---------- Document section ----------
As previous mentioned, I participated to Extra-Life, an event to raise funds for Opération Enfant Soleil. The cause raised a total of 6,653,220 USD, with 6,767 USD coming from my team (a big thanks to Ludia for doubling our fund raising effort). I'm very happy with the experience, but the streaming component turned out to be a lot more complicated than expected.
Broadcasting it to the world
It is common for people to live-stream their gaming marathon over Twitch, encouraging people to donate for a good cause. The first thing needed is a streaming software. If you only need a simple streaming solution, the PS4 and Xbox One come with built-in streaming functionalities. For PC, you can use ShadowPlay, which is included in the Nvidia experience or Razer Cortex Gamecaster. However, if you want a more elaborate streaming solution, the two candidates are OBS Studio or Xsplit Gamecaster/Broadcaster.
OBS Studio, from Open Broadcasting Software, is an open source solution and a complete re-write of OBS Classic. Although it lacks many of the extensions found in the original version, its a very complete solution. You can separate your stream into different scenes, which can each show a different set of components. For example, you might want a static scene with text indicating that you will be right back. Another scene might be a composite between your game stream and your webcam. OBS Studio also provides extensive keyboard shortcut customization, which is very practical for scene switching. The sound mixing interface is pretty straight forward, although it needs a "testing" mode so I can validate if I have selected the proper volume levels. In the end, I used OBS Studio for my broadcast.
The other alternative would be Xsplit, using either the Gamecaster or the Broadcaster software. Fundamentally, both solution share the same core, but Gamecaster provides an simplified user interface. Like OBS, XSplit allows for the capture and mixing of multiple audio & video source. XSplit is a commercial solution, although Xsplit generously game out 3 month licenses to anyone that raised 10 USD. Trial licenses seem pretty easy to find around the web. I personally have not tried Xsplit, but have read amazing praise and feedback.
----------
# Goal:
In the post about streaming a charity gaming marathon, which software ended up being used for the broadcast?
---------- Supplied data ----------
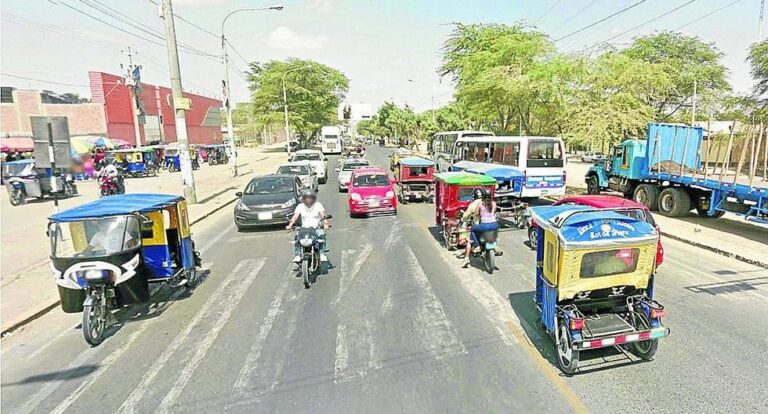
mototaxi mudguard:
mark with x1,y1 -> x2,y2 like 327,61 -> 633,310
52,249 -> 149,313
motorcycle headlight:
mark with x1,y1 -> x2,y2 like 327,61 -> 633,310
280,198 -> 296,208
299,237 -> 312,247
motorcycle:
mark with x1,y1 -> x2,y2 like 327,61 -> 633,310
296,215 -> 332,289
99,174 -> 125,197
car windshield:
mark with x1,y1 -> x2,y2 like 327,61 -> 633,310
245,177 -> 293,194
48,216 -> 141,258
341,161 -> 369,171
293,154 -> 321,161
277,165 -> 309,175
354,173 -> 389,187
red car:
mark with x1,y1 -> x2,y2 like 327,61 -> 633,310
347,167 -> 397,217
528,195 -> 664,267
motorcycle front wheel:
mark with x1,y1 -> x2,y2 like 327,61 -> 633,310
83,292 -> 108,346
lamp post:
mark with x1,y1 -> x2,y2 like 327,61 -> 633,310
221,5 -> 283,177
282,66 -> 309,156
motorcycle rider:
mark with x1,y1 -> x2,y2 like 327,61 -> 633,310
285,189 -> 328,263
460,188 -> 499,267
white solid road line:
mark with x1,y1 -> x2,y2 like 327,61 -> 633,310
406,247 -> 467,359
235,264 -> 293,394
156,259 -> 265,414
117,259 -> 263,413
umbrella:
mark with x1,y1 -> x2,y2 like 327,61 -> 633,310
69,137 -> 95,154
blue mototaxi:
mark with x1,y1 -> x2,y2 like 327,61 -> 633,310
530,205 -> 669,374
47,194 -> 200,345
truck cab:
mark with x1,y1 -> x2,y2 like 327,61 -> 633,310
585,139 -> 647,194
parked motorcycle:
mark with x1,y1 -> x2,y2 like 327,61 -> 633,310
296,218 -> 332,289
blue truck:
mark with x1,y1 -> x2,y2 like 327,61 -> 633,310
585,123 -> 768,224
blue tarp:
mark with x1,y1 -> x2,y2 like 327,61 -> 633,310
50,194 -> 184,223
530,205 -> 658,245
400,157 -> 435,167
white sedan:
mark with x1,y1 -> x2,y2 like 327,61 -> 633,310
289,150 -> 328,184
277,161 -> 318,191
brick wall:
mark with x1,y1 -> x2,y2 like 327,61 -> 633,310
0,89 -> 107,136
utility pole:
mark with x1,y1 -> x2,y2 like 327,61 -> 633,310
163,0 -> 197,204
125,46 -> 142,148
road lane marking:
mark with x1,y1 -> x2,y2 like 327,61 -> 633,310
157,259 -> 265,414
405,246 -> 467,360
235,264 -> 293,393
117,259 -> 256,414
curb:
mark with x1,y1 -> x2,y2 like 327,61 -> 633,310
661,231 -> 768,269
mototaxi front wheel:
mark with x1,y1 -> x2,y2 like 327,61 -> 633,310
82,292 -> 108,346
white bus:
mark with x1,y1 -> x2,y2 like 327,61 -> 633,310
451,136 -> 565,197
428,131 -> 493,172
320,126 -> 342,154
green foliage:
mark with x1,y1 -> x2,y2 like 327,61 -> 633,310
621,32 -> 730,121
248,58 -> 349,140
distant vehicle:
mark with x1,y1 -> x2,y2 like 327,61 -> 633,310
585,123 -> 768,224
234,174 -> 304,231
288,150 -> 328,184
277,161 -> 318,191
528,195 -> 664,268
581,152 -> 605,162
336,158 -> 370,192
347,167 -> 397,217
320,126 -> 342,154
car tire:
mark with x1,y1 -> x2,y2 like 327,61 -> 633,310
632,184 -> 660,211
658,187 -> 691,217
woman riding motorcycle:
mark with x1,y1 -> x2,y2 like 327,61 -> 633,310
285,190 -> 328,263
459,188 -> 499,267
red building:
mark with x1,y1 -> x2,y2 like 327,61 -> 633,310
90,72 -> 222,144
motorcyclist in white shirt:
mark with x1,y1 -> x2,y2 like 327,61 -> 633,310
285,190 -> 328,263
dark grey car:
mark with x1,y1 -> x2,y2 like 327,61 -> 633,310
234,174 -> 304,230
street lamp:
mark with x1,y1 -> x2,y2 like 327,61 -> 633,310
221,4 -> 283,177
282,65 -> 309,156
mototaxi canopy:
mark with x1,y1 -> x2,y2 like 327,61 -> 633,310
530,205 -> 659,249
435,171 -> 496,186
48,194 -> 184,223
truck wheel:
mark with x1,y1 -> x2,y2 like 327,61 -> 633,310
587,175 -> 600,195
632,184 -> 659,210
659,187 -> 691,217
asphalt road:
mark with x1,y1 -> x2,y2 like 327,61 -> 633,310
1,148 -> 768,413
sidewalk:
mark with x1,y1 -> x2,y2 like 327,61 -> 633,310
0,144 -> 286,332
567,161 -> 768,268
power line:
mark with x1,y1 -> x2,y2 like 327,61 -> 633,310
533,0 -> 563,26
554,0 -> 646,42
0,72 -> 91,88
672,0 -> 741,32
579,0 -> 704,52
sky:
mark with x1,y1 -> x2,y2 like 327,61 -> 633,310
0,0 -> 760,111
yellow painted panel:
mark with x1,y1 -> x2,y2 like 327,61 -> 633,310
143,211 -> 166,246
558,241 -> 656,300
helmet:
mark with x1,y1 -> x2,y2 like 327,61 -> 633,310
301,189 -> 317,200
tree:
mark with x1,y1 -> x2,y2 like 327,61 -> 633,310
621,32 -> 730,121
248,58 -> 349,142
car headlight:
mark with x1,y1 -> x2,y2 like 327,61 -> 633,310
280,198 -> 296,208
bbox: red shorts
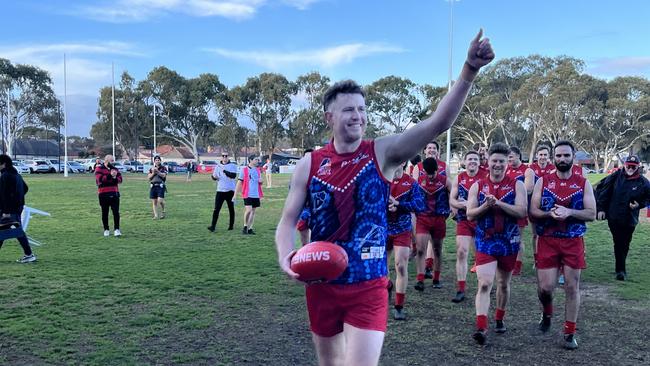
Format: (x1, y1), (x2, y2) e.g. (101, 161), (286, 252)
(415, 215), (447, 240)
(535, 236), (587, 269)
(296, 220), (309, 231)
(517, 217), (528, 228)
(305, 277), (388, 337)
(474, 251), (517, 272)
(386, 231), (413, 250)
(456, 220), (476, 237)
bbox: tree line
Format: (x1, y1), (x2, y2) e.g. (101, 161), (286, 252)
(0, 55), (650, 168)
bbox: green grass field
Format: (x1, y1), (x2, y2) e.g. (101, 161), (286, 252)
(0, 174), (650, 365)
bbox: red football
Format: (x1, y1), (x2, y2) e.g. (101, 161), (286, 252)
(291, 241), (348, 282)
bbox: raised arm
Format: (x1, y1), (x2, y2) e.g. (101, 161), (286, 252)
(375, 30), (494, 176)
(275, 154), (311, 279)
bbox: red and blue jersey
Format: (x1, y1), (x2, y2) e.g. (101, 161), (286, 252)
(307, 140), (390, 284)
(388, 174), (426, 235)
(454, 170), (486, 222)
(418, 170), (450, 217)
(506, 163), (528, 183)
(535, 174), (587, 238)
(529, 162), (555, 183)
(418, 159), (447, 176)
(475, 176), (521, 256)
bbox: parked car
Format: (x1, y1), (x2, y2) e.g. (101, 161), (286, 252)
(163, 161), (187, 173)
(122, 160), (142, 173)
(68, 161), (86, 173)
(25, 160), (50, 173)
(113, 162), (126, 173)
(14, 160), (31, 174)
(45, 159), (63, 173)
(198, 160), (219, 174)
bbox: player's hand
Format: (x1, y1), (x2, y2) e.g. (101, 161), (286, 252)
(465, 29), (494, 69)
(279, 250), (300, 281)
(551, 205), (571, 221)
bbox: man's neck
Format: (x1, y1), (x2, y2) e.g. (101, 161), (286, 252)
(333, 139), (362, 154)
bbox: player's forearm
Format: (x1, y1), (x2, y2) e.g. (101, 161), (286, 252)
(570, 207), (596, 221)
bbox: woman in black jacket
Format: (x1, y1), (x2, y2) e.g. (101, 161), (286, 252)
(596, 155), (650, 281)
(0, 154), (36, 263)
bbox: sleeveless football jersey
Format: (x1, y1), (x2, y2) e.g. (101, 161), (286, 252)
(418, 174), (451, 217)
(388, 174), (426, 235)
(535, 174), (587, 238)
(529, 162), (555, 183)
(411, 159), (447, 176)
(476, 176), (521, 256)
(307, 140), (390, 284)
(454, 170), (485, 222)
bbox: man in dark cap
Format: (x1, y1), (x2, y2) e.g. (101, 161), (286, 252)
(596, 155), (650, 281)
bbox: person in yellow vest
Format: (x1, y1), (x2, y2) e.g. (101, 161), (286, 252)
(235, 156), (264, 235)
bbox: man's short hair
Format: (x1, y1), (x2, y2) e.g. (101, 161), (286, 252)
(535, 144), (551, 154)
(510, 146), (521, 160)
(422, 158), (438, 175)
(488, 142), (510, 156)
(323, 80), (366, 112)
(463, 150), (481, 160)
(553, 140), (576, 153)
(0, 154), (14, 167)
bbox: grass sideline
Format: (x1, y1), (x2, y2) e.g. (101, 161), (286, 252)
(0, 174), (650, 365)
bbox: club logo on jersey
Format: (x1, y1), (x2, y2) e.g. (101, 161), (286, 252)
(317, 158), (332, 176)
(548, 180), (555, 189)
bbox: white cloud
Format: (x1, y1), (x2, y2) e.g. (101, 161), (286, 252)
(588, 56), (650, 76)
(205, 43), (404, 70)
(73, 0), (268, 23)
(0, 42), (142, 95)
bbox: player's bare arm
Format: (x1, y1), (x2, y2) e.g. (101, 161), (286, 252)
(529, 178), (551, 219)
(375, 30), (494, 179)
(275, 154), (311, 279)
----------
# Solution to this exercise:
OBS Studio